• **Entries supplied**
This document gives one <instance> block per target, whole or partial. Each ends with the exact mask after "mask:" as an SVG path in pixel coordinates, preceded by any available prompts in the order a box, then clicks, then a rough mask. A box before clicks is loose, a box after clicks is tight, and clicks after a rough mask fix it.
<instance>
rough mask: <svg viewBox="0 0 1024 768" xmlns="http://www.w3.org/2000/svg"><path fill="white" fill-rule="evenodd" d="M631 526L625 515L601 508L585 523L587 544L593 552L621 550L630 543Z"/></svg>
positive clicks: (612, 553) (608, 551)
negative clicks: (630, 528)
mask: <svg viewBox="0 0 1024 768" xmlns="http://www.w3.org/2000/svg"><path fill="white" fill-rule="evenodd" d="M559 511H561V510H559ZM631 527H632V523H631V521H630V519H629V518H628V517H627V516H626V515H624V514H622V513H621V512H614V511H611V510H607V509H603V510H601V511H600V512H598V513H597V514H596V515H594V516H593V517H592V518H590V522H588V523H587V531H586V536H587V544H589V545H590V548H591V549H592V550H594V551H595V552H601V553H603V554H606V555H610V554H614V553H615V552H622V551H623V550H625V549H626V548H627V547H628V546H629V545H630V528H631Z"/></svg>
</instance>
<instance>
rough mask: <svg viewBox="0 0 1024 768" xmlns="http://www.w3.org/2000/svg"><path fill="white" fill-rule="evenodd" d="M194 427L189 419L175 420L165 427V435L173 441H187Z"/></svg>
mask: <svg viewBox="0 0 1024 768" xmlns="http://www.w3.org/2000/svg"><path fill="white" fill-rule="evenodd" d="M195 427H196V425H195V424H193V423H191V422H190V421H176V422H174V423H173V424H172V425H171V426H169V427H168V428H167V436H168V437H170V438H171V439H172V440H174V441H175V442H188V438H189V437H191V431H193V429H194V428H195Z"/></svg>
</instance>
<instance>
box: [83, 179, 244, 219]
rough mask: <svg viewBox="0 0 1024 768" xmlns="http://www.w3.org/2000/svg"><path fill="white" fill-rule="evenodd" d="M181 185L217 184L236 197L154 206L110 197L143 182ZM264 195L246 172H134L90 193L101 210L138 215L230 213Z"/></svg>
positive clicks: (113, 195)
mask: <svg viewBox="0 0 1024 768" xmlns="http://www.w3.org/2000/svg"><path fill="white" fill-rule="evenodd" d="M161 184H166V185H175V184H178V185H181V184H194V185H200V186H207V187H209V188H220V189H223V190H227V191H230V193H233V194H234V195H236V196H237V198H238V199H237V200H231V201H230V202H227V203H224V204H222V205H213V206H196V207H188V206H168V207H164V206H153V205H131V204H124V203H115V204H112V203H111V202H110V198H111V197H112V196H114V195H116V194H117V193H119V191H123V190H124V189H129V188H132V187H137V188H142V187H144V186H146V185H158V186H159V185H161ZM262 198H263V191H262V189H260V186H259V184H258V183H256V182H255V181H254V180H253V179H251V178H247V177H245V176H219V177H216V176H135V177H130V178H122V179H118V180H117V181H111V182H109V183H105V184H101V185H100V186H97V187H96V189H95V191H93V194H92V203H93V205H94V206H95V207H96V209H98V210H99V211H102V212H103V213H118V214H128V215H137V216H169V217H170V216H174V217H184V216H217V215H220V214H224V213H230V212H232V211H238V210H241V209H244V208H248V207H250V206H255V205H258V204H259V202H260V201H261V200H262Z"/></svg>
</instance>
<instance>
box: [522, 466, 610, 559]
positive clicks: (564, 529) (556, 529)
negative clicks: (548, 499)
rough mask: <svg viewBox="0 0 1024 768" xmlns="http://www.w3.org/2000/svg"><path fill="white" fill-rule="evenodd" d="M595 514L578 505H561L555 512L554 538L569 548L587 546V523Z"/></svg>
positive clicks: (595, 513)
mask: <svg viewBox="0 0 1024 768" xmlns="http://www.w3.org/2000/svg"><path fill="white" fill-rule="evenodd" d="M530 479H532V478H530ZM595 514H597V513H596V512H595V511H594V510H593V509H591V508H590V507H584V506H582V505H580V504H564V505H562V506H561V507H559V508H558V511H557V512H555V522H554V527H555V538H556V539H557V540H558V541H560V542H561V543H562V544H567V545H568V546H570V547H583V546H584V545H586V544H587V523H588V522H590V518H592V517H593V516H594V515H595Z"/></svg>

• **Problem details**
State how many lines in the listing above contain the string "rough". Reply with the number alone.

• **Solution for this problem**
5